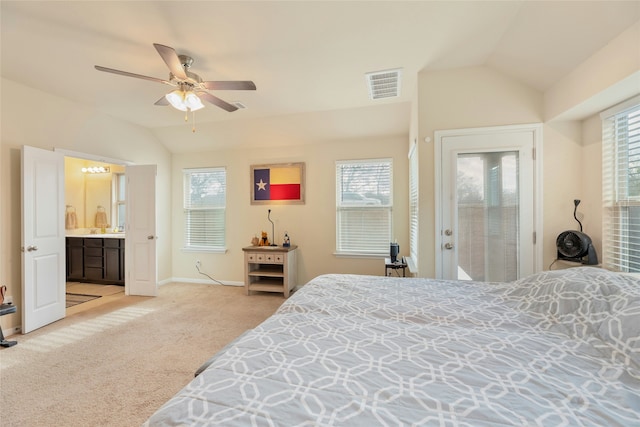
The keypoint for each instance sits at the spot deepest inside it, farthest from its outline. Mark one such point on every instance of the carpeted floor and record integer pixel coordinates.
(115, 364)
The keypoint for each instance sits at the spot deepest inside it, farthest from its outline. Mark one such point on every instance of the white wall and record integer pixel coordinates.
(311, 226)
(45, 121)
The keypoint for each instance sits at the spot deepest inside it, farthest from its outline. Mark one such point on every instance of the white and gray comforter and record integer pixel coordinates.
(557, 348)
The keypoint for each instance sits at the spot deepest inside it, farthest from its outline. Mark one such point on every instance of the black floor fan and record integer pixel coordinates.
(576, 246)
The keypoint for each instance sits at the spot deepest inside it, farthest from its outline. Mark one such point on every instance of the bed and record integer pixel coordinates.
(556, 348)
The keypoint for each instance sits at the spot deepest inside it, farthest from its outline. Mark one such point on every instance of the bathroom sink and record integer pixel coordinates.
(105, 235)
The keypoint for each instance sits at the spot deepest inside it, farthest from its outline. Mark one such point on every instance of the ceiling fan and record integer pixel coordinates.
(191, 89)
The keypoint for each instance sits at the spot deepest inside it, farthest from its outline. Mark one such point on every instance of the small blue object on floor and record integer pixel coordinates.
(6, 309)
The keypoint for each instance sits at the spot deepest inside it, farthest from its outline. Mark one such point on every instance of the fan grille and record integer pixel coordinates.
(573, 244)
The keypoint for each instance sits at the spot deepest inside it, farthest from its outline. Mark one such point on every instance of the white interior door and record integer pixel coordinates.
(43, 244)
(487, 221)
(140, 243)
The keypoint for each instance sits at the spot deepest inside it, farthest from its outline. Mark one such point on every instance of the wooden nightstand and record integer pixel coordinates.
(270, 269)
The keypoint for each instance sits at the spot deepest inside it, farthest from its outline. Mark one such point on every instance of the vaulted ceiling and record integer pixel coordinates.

++++++++++++++++++++

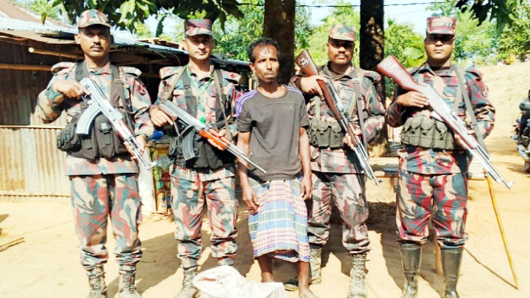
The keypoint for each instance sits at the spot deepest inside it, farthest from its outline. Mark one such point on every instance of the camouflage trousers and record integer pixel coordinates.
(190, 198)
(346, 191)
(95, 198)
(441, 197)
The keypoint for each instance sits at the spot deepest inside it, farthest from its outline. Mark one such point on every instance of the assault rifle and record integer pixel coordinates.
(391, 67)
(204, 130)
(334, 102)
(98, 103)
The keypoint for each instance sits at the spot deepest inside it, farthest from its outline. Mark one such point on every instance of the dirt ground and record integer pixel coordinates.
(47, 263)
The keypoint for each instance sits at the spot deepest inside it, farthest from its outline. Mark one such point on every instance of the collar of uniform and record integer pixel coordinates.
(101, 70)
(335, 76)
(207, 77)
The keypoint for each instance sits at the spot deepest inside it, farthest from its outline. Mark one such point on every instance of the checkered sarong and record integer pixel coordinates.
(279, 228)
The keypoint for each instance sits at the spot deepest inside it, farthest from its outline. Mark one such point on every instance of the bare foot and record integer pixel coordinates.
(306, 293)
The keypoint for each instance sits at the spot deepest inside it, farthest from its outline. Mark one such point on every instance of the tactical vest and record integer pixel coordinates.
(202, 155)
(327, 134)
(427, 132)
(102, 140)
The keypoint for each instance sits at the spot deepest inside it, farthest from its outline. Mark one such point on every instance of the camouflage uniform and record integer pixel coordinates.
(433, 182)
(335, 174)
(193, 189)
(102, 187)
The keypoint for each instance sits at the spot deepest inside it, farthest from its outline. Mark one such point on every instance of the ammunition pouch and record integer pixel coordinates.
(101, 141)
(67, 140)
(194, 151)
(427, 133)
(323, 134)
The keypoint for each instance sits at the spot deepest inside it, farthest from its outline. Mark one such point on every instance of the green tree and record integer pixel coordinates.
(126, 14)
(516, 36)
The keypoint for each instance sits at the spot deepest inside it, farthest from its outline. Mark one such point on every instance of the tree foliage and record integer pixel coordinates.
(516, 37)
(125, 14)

++++++++++++++++++++

• **Assigned task**
Among the lines above, repeat exactly those from the line with "grille and record integer pixel coordinates." to the line with "ceiling and record integer pixel coordinates.", counting both ends.

• **Response below**
The keypoint for each instance sits at the spot deepest inside it, farthest from its outline. Mark one such point on every instance of the fan grille and record integer pixel coordinates.
(573, 244)
The keypoint for each instance sits at the spot deepest inside it, farthest from its outline. Mark one such point on every instance of the white interior door and record integer pixel coordinates.
(43, 244)
(487, 221)
(140, 243)
The keypoint for each instance sits at the spot deepest inside it, farthest from its outline. Mark one such point on every instance of the wooden nightstand and record integer pixel coordinates.
(270, 269)
The keypoint for each instance sits at the spot deepest inside it, farthest from its outline. Mark one such point on every instance of the vaulted ceiling and record integer pixel coordinates.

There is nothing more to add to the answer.